◆ Instructions
1. List every reason the RDF syntax passage gives under the question "Why do this work now?"
2. Reproduce the RDF syntax passage between "The concept is" and "pattern across syntaxes.", inclusive.
3. Write the next part of the RDF syntax passage, picking up after its final sentence.

◆ Passage to read
Begin
During charter development, structured discussion about the charter item is done using Template:CharterItem.

2 Syntax Work Items

@@@ update to include discussion resulting in don't-break-it/don't-fix-it about RDF/XML. MAYBE rdf:graph attribute is small enough to still be essentially compatible.

All syntaxes must be (updated if necessary) support the entire RDF model including whatever other changes are made such as named graphs etc.

Alternative: support the full RDF model in Turtle and JSON. Let RDF/XML and RDFa deal with subsets. The reality may be that RDFa for HTML5 is completed before any future RDF model changes are done.

May need a survey of implementers to see if they would be motivated to update code for syntax changes.

Break existing syntaxes with caution:

  • Do not want to break RDF/XML but if there are changes, might as well break it good removing all weakly deprecated parts and change media type, file name extension. Which amounts to making a new XML syntax.
  • Reluctant to break existing Turtle-RDF but it is not a W3C REC yet, so there is some wiggle room. If Turtle needs named graphs, maybe it should be a different mime type for the same grammar / spec / format.

(Breaking means adding new features that are incompatible and cause existing code to fail. )

2.1 Namespace and Profiles Management

Guidance on techniques for managing collections of namespaces, such as profiles/context in RDFa 1.1 (but may be apply to other syntax). This may be uses in new syntaxes (below) and added to existing syntaxes, if it can be done maintaining backward compatability

The concept is a syntax document or a protocol header that points to a separate profile document that contains a set of short prefix / URIs pair that are used to abbreviate long uris.

Should include consideration of adding profiles to remove the need for a bunch of namespaces - see Twitter annotations and Facebook open graph. Make it friendlier at the top of the document to avoid scaring user.

All use of profiles / namespace management must be the same pattern across syntaxes.


Why do this work now?
  • Author convienience and removing confusing boilerplate.
  • Reducing file size.
  • Don't repeat yourself - reduction of errors.
  • Encodes and encourages best practice and reuse in schema and vocabulary choices.
End
◆ Data
Begin
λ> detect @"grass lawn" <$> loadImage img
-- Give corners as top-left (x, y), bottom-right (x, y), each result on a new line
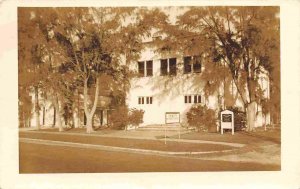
End
◆ Results of the tasks
1.
- Author convienience and removing confusing boilerplate.
- Reducing file size.
- Don't repeat yourself - reduction of errors.
- Encodes and encourages best practice and reuse in schema and vocabulary choices.

2.
The concept is a syntax document or a protocol header that points to a separate profile document that contains a set of short prefix / URIs pair that are used to abbreviate long uris.

Should include consideration of adding profiles to remove the need for a bunch of namespaces - see Twitter annotations and Facebook open graph. Make it friendlier at the top of the document to avoid scaring user.

All use of profiles / namespace management must be the same pattern across syntaxes.

3.
Reasons to not do this now
  • Requires changing existing parsers and standards if adding to an existing format.
Proposals

See RDFa 1.1 draft.

Likely Technical Issues
  • Expecting this to be applied to JSON and RDFa.
  • If it was applied to Turtle, this would only be worth doing if something else broke the syntax (such as new data formats).
  • Not expsecting this to apply to RDF/XML.
People Interested in Doing The Work

-


2.2 Turtle

Decide the syntax stack of how Turtle themed languages fit together (N-Triples, any future N-Quads, Turtle, maybe N3) including how the media types work.

A specification for Turtle, generally compatible with existing systems which read and write it.

Consider some syntax extensions such as allowing raw date / date time literals (timbl) to improve validation and ease of use.

Consider making this the recommended RDF syntax.


Why do this work now?
  • Because it is awesome.
  • It is in widespread use - in tutorials, W3C docs and code.
Reasons to not do this now
  • Yet another new syntax - all syntaxes must be aligned and capable of encoding the same models.
  • May need new media type (but the current one is not IETF approved).
  • It is in widespread use - possibly cannot make major changes.
  • May need a new name for the named graph format. Qurtle (Dave B)
Proposals

See W3C Team Submission on Turtle.

See Andy S for blog points, Dave B for RDF next steps paper.

Likely Technical Issues
  • Whether to include date.
  • Better formal explanation of mapping from model to syntax.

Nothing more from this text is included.